[[ SELECTED TEXT, beginning ]]

Nurses led by the Filipino Nurses United (FNU) commemorated the International Nurses Day on May 12 by wearing red face masks and raising calls to just wages and occupational safety. Since last year, nurses and other health workers have been demanding for humane treatment from the regime in order for them to carry out their work efficiently. They are calling for adequate protection, additional personnel and just compensation.
According to FNU spokesperson, “nurses are demoralized as they have yet to receive the correct compensation for their work in the frontlines of Covid-19.”
They are disappointed as many nurses in numerous hospitals are yet to receive wage increases as promised by the regime. Last July 2020, it can be recalled that the regime issued Budget Circular 2020-4 upgrading the salary of entry-level nurses in public hospitals from ₱22,316-₱24,391 (salary grade or SG 11) to ₱32,053-₱34,801 (SG 15). Up to the present, nurses are still demanding the immediate implementation of this order and the disbursement of the budget for special risk allowance (₱5,000) and active hazard pay (₱3,000) allocated for them.
On the other hand, the regime demoted by one rank lower all nurses with a position of Nurse II or higher, or those receiving a monthly salary of not less then ₱38,000. Many senior nurses complained that they were pressured to sign reappointment documents stating that they agree to the demotion. Their wages were not decreased but this meant that their salaries will not be upgraded.
Around 48,316 contractual nurses in public hospitals were not covered by the said order. The conditions of thousands of nurses in private hospitals are far worse as they commonly receive an average monthly pay of ₱10,000.
Among health workers, nurses are most vulnerable to being infected with Covid-19 as they are the ones who attend to Covid-19 patients. Latest data by the regime indicate that 6,000 out of 17,000 medical frontliners infected with the virus are nurses. Despite this, the regime is too slow in compensating infected nurses for their hospitalization. According to FNU, some nurses have contracted the virus two or three times already but have yet to receive any compensation.
Many nurses are thinking about resigning and finding another job because they do not feel that they are being given “enough assistance or support” by the government despite their efforts and the precariousness of their job.

[[ SELECTED TEXT, end ]]
[[ EXTRACTED ENTRIES, beginning ]]

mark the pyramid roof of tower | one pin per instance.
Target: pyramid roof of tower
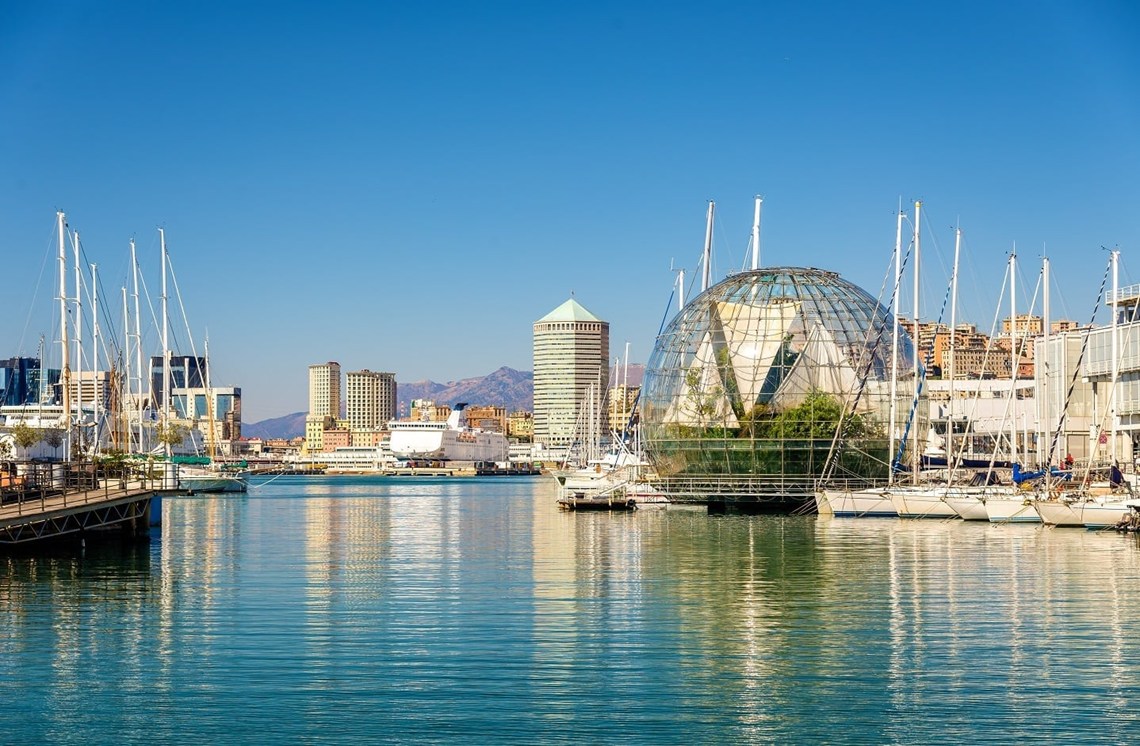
(570, 311)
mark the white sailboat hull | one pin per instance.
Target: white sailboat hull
(968, 507)
(857, 503)
(1014, 509)
(1058, 512)
(921, 503)
(1102, 515)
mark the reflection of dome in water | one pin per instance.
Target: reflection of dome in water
(751, 375)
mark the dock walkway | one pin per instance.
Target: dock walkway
(42, 512)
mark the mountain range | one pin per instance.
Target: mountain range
(505, 387)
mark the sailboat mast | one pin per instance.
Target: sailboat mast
(914, 436)
(64, 342)
(953, 323)
(124, 362)
(1012, 353)
(1042, 364)
(1116, 358)
(756, 234)
(138, 346)
(165, 334)
(79, 339)
(95, 357)
(894, 342)
(707, 257)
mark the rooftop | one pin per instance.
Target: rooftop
(569, 311)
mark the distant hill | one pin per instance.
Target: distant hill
(290, 426)
(505, 387)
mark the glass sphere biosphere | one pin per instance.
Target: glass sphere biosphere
(755, 376)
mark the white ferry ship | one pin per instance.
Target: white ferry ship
(452, 440)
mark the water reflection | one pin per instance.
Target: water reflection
(475, 610)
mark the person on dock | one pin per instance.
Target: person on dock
(1115, 477)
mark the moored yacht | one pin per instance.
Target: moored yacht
(452, 440)
(871, 502)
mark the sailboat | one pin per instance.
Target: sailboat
(874, 502)
(1096, 505)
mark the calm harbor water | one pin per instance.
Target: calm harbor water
(325, 609)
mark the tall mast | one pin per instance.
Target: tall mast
(707, 257)
(95, 357)
(79, 339)
(1116, 358)
(914, 430)
(124, 366)
(64, 342)
(894, 342)
(953, 323)
(138, 347)
(165, 332)
(756, 233)
(1012, 353)
(1042, 364)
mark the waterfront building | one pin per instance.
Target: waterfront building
(19, 381)
(334, 438)
(493, 419)
(368, 438)
(1072, 416)
(521, 426)
(1112, 366)
(217, 411)
(186, 372)
(369, 399)
(571, 353)
(324, 402)
(1023, 325)
(91, 388)
(428, 411)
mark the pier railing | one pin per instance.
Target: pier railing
(32, 487)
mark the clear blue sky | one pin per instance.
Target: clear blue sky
(408, 186)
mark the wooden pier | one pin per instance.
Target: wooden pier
(59, 500)
(608, 501)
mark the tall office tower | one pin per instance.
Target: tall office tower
(571, 353)
(186, 372)
(324, 403)
(369, 399)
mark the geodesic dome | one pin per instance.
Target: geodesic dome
(752, 376)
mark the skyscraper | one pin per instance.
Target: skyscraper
(324, 402)
(571, 353)
(369, 399)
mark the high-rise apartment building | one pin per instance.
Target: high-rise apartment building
(369, 399)
(324, 402)
(571, 353)
(186, 372)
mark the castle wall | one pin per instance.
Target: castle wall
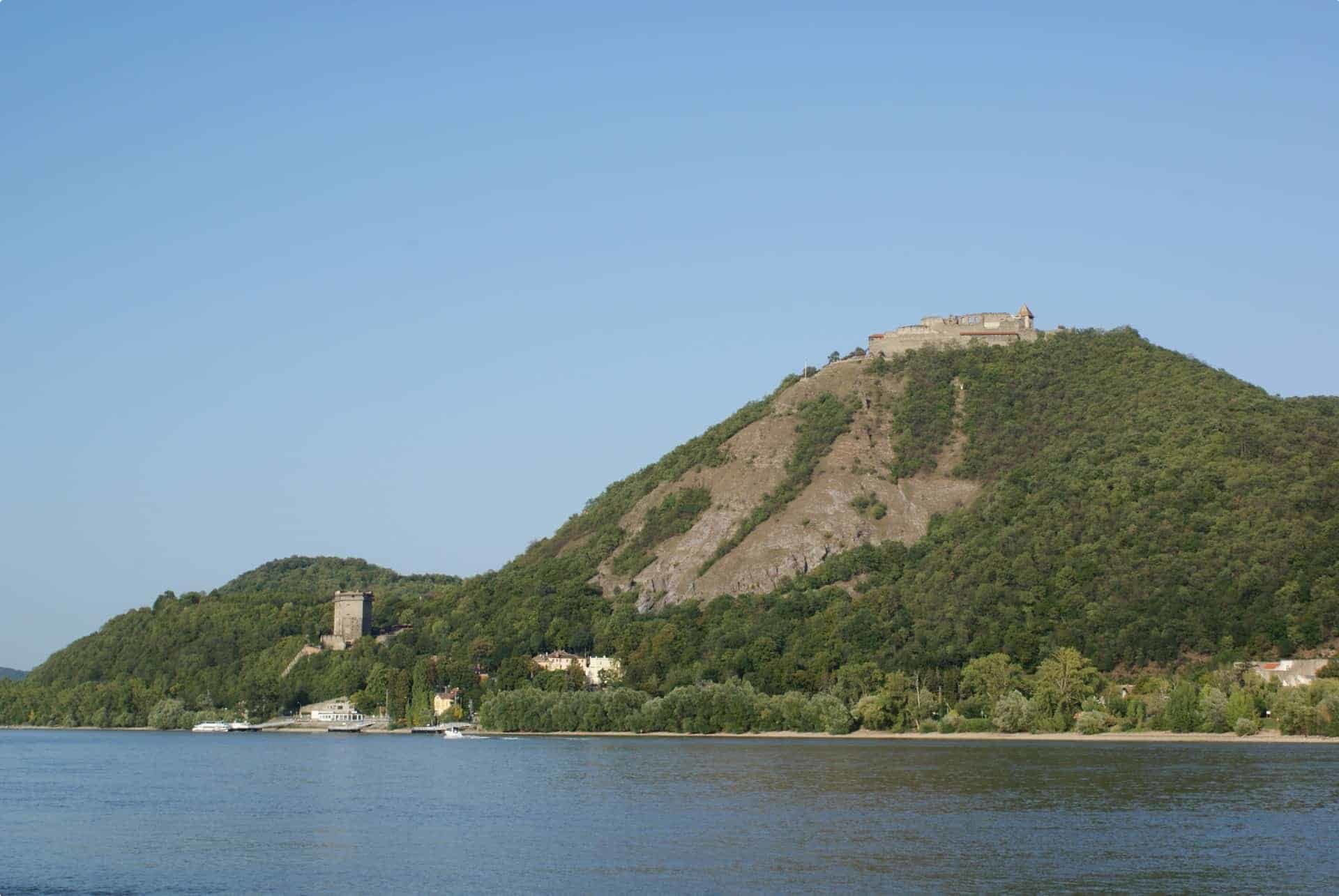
(991, 328)
(352, 616)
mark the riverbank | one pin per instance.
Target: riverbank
(1269, 736)
(863, 734)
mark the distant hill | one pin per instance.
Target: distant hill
(1089, 489)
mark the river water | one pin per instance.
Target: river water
(174, 812)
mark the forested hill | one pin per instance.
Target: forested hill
(1091, 490)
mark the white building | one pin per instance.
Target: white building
(338, 710)
(592, 666)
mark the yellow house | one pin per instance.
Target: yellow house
(445, 701)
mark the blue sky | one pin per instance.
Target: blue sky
(413, 280)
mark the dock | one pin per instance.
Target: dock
(441, 729)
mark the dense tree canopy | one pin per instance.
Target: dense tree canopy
(1138, 508)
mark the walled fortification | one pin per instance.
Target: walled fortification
(990, 327)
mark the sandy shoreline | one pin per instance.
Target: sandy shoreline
(1110, 737)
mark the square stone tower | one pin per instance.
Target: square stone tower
(352, 615)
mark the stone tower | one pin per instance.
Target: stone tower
(352, 615)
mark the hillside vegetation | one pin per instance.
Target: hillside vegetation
(1100, 493)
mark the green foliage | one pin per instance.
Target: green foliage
(1246, 727)
(923, 416)
(675, 516)
(1241, 705)
(870, 506)
(821, 421)
(1294, 713)
(167, 714)
(1013, 713)
(1140, 506)
(1137, 507)
(990, 678)
(1213, 710)
(1091, 722)
(1183, 709)
(733, 708)
(1064, 681)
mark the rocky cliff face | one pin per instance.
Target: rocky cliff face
(851, 499)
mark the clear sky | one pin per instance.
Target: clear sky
(413, 280)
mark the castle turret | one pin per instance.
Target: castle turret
(352, 615)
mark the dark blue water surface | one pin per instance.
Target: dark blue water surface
(193, 813)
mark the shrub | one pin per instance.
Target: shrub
(167, 714)
(1213, 706)
(1240, 706)
(1292, 713)
(1013, 713)
(1091, 722)
(1183, 710)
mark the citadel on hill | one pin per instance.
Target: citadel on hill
(990, 327)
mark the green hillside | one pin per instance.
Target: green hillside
(1137, 506)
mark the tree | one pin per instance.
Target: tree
(576, 676)
(990, 678)
(1065, 679)
(1183, 710)
(1213, 708)
(1241, 705)
(167, 714)
(1011, 713)
(398, 701)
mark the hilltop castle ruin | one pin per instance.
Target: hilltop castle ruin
(352, 619)
(990, 327)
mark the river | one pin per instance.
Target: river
(133, 812)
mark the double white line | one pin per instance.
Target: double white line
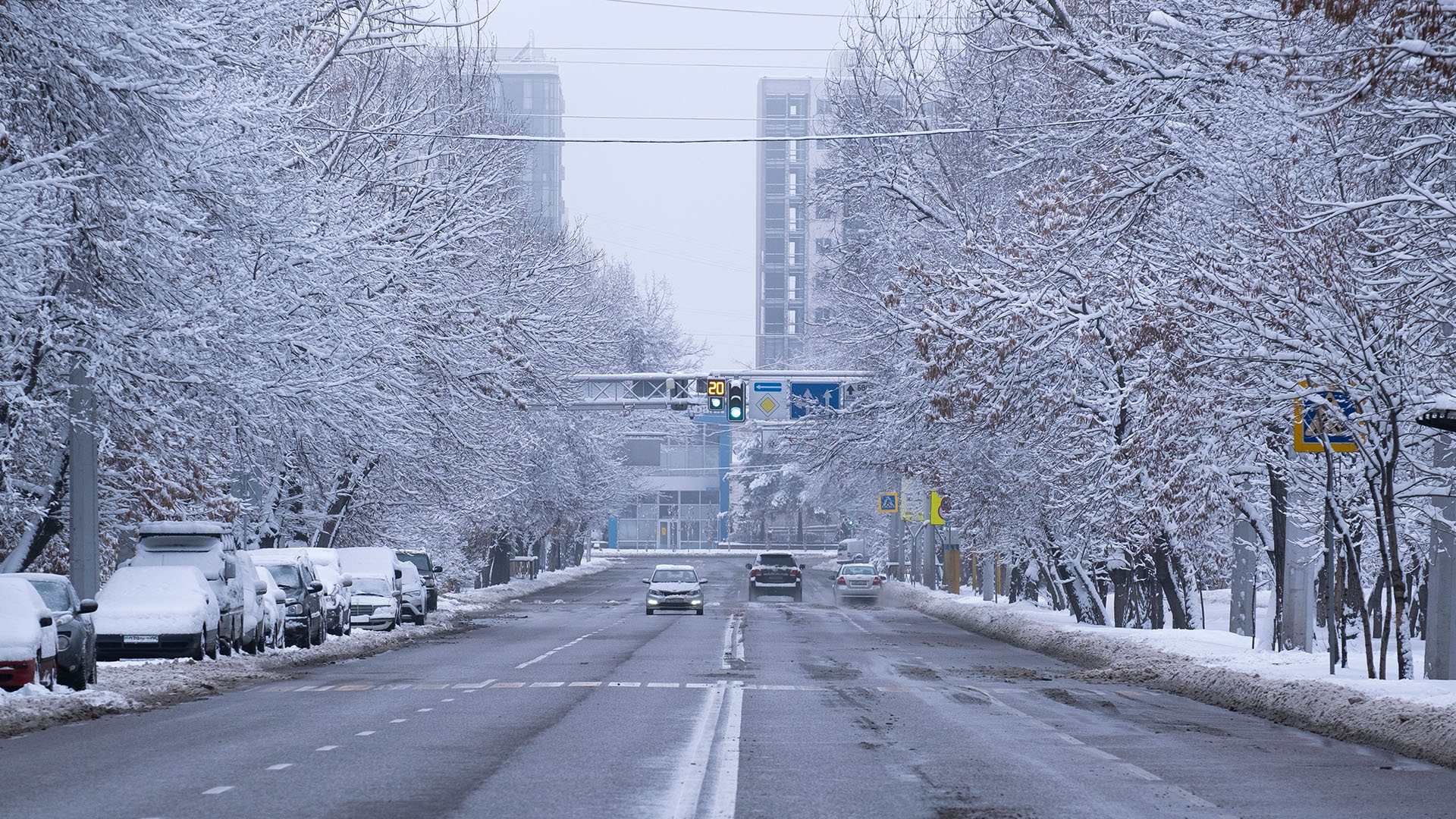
(714, 748)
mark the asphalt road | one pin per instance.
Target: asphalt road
(574, 703)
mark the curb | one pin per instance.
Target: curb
(1411, 729)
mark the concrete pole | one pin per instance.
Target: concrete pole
(1301, 558)
(1245, 561)
(1440, 607)
(85, 522)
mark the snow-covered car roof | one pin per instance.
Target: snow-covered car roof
(20, 613)
(182, 528)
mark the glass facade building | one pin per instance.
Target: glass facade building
(529, 86)
(685, 490)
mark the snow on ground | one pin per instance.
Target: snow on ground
(139, 686)
(1413, 717)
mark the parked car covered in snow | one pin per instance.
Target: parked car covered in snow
(337, 585)
(213, 550)
(303, 591)
(375, 604)
(27, 637)
(428, 573)
(413, 596)
(274, 604)
(74, 632)
(156, 611)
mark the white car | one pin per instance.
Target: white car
(375, 604)
(27, 637)
(273, 602)
(156, 611)
(858, 580)
(674, 588)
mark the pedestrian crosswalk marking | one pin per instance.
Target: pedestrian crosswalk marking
(471, 687)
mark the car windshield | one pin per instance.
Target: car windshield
(419, 560)
(55, 595)
(286, 576)
(372, 586)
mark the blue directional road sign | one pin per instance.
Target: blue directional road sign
(808, 397)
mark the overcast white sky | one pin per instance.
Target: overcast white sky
(685, 213)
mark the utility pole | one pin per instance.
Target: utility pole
(82, 442)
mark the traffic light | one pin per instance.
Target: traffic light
(736, 411)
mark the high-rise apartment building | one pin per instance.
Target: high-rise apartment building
(529, 86)
(785, 242)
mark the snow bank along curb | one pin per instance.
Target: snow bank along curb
(140, 687)
(1423, 732)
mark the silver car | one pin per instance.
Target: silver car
(858, 580)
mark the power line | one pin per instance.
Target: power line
(679, 6)
(733, 140)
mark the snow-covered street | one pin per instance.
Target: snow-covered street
(762, 708)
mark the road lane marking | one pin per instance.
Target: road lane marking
(692, 767)
(1141, 773)
(724, 799)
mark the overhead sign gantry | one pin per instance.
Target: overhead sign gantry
(733, 397)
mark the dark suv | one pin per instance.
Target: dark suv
(427, 573)
(775, 573)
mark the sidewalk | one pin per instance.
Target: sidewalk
(1411, 717)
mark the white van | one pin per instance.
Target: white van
(212, 548)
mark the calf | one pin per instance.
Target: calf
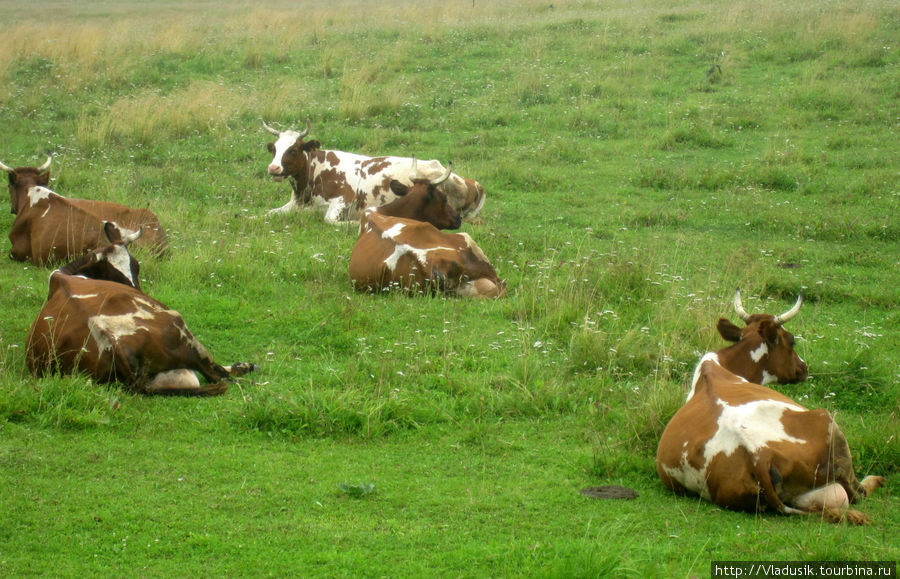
(744, 446)
(346, 183)
(49, 227)
(98, 322)
(414, 256)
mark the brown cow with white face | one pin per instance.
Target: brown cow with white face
(49, 227)
(415, 257)
(98, 322)
(423, 201)
(346, 183)
(746, 447)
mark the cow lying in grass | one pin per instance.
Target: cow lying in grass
(345, 184)
(98, 322)
(744, 446)
(51, 228)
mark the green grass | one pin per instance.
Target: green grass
(629, 193)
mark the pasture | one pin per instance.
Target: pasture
(641, 161)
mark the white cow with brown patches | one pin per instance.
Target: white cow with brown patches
(98, 322)
(747, 447)
(415, 257)
(344, 184)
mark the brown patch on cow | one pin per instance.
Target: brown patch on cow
(332, 159)
(609, 492)
(375, 165)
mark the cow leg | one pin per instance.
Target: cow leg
(182, 383)
(335, 211)
(286, 208)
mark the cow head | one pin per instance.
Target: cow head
(763, 351)
(110, 263)
(291, 154)
(22, 179)
(423, 201)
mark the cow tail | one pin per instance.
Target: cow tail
(767, 479)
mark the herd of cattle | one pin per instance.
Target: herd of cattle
(735, 442)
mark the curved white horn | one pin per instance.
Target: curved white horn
(739, 306)
(129, 239)
(445, 176)
(275, 132)
(791, 312)
(306, 132)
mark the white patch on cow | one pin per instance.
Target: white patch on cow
(335, 210)
(120, 259)
(394, 231)
(709, 356)
(106, 330)
(37, 194)
(757, 354)
(402, 249)
(174, 380)
(285, 141)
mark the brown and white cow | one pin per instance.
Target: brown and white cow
(98, 322)
(346, 183)
(49, 227)
(423, 201)
(744, 446)
(415, 257)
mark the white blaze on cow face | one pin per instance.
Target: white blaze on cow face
(120, 259)
(37, 194)
(285, 141)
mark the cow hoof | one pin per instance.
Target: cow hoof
(856, 518)
(242, 368)
(871, 482)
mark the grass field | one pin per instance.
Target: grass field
(641, 161)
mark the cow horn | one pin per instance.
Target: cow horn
(271, 130)
(739, 306)
(791, 312)
(306, 132)
(129, 239)
(445, 176)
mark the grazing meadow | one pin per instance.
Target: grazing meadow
(641, 160)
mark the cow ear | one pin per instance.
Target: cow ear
(769, 331)
(111, 231)
(728, 330)
(399, 188)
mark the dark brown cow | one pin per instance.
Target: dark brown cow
(743, 446)
(415, 257)
(49, 227)
(423, 201)
(98, 322)
(346, 183)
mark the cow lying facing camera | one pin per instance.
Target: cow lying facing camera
(344, 184)
(746, 447)
(50, 228)
(98, 322)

[[ EXTRACTED ENTRIES, end ]]

● QUESTIONS TO ANSWER
A. Rewrite the article on nurses' pay between "Among health workers, nurses" and "receive any compensation.", inclusive, changing "medical frontliners" to "health workers".
B. According to the article on nurses' pay, how many contractual nurses in public hospitals were not covered by the order?
C. Pick up the article on nurses' pay after its last sentence and continue it.
The listing is not needed for this work.

● ANSWERS BY ITEM
A.
Among health workers, nurses are most vulnerable to being infected with Covid-19 as they are the ones who attend to Covid-19 patients. Latest data by the regime indicate that 6,000 out of 17,000 health workers infected with the virus are nurses. Despite this, the regime is too slow in compensating infected nurses for their hospitalization. According to FNU, some nurses have contracted the virus two or three times already but have yet to receive any compensation.

B. Around 48,316.

C.
In the past, nurses are commonly pushed out of the country due to measly wages and limited opportunities in the Philippines. Latest data from the Organization for Economic Cooperation and Development indicate that nurses can earn up to ₱445,000 monthly in other countries. The average salary for nurses in the US, where most Filipino nurses are commonly deployed, is ₱319,000 per month, and ₱190,000 in the United Kingdom.
When the pandemic broke out, the Duterte regime implemented a deployment ban on health workers in April 2020 purportedly to address the shortage in the country. The regime lifted the ban in November but imposed that only 5,000 health workers are allowed to be deployed to other countries annually. The regime did not compensate the 16,746 health workers who are affected by the restriction.
In February, Department of Labor and Employment Sec. Silvestre Bello III himself admitted that the country has an “oversupply” of nurses. He said that the country currently has around 400,000 nurses. According to FNU, around 200,000 nurses are currently unemployed but the regime is not doing anything to ensure mass hiring in the face of worsening shortages in nurses in public hospitals, especially those with Covid-19 wards. Recently, there have been many reports about the closing down of nurse stations and hospitals refusing to admit patients due to lack of nurses. This includes the East Avenue Medical Center in Quezon City which reported a deficit of 30-35 nurses.